**Consigne:**
Réécrivez plus brièvement, s'il vous plaît, le paragraphe du texte fourni qui commence par « Assuré d'une victoire facile », en conservant ses faits principaux.

Assuré d’une victoire facile, certain qu’il n’avait à redouter que la petite pièce qu’il apercevait si nettement à l’arrière, le Boche, soucieux de ménager ses obus et ses torpilles, s’approchait assez près pour pouvoir tirer à coup sûr. Au premier projectile qui touchait le navire, celui-ci donnait aussitôt de la bande, grâce à l’ouverture d’une valve qui, laissant pénétrer l’eau dans un coffre approprié le faisait pencher du côté voulu. Enhardi, le pirate se rapprochait encore. Que pouvait-il craindre ? Ne distinguait-il pas nettement des matelots qui, pris de panique, abandonnaient le navire en perdition en se jetant à l’eau ?

**Données fournies:**
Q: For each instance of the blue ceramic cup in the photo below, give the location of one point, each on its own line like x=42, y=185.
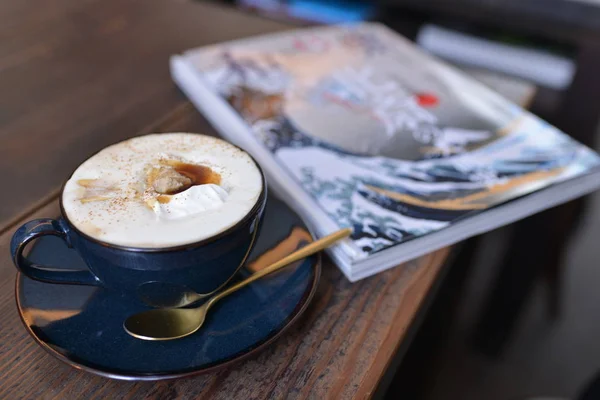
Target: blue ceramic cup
x=203, y=266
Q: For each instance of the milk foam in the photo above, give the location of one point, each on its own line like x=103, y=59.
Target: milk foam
x=111, y=197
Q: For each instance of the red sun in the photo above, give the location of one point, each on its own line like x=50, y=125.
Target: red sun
x=427, y=99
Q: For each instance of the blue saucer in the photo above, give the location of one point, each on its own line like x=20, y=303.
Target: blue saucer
x=83, y=326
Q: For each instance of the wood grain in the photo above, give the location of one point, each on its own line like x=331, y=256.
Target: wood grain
x=80, y=75
x=339, y=349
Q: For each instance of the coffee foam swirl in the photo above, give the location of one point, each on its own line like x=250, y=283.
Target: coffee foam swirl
x=162, y=190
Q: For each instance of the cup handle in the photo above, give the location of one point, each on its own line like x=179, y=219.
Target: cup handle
x=41, y=227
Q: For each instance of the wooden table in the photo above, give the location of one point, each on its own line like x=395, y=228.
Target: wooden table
x=76, y=76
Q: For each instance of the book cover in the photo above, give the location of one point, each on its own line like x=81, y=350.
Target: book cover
x=384, y=138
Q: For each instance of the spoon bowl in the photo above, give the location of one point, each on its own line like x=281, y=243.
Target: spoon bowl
x=166, y=324
x=175, y=323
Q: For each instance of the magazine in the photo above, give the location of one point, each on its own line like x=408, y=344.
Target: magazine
x=356, y=127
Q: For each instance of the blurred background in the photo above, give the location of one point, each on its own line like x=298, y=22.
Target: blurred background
x=515, y=317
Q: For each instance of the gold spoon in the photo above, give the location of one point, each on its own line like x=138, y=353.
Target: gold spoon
x=175, y=323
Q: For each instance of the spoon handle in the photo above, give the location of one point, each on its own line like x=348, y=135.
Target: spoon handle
x=299, y=254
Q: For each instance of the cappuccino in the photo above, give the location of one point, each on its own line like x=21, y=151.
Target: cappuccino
x=162, y=190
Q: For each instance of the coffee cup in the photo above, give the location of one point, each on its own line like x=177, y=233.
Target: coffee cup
x=197, y=235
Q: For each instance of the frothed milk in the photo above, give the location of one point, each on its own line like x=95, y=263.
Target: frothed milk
x=162, y=190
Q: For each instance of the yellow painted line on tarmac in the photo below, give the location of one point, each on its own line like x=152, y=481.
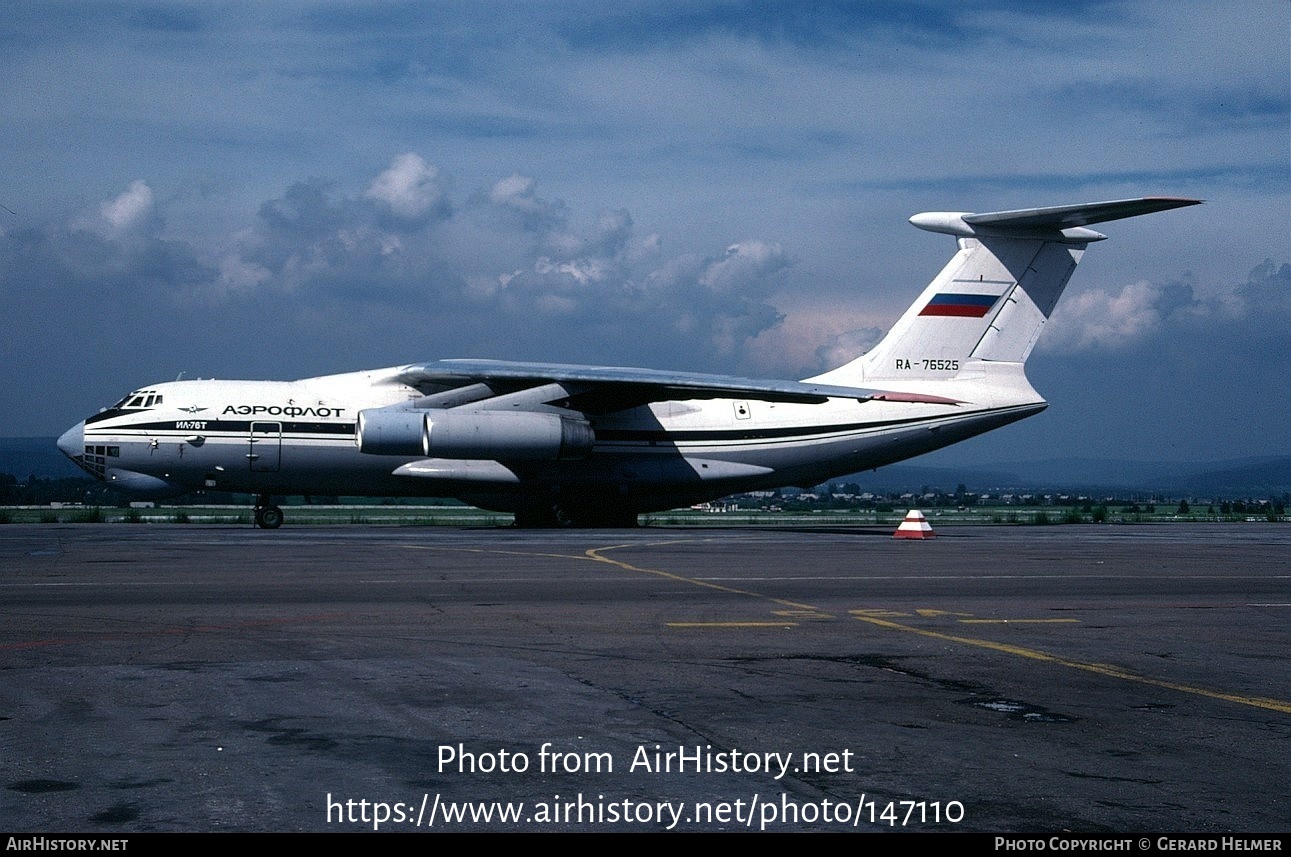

**Réponse:**
Sûr de gagner facilement et ne craignant que la petite pièce bien visible à l'arrière, le Boche économisait ses obus et ses torpilles en s'approchant assez pour tirer à coup sûr. Dès le premier projectile reçu, le navire donnait de la bande : une valve ouverte faisait entrer l'eau dans un coffre prévu à cet effet et le faisait pencher du côté voulu. Enhardi, le pirate se rapprochait encore, car il voyait nettement des matelots pris de panique abandonner le navire en se jetant à l'eau.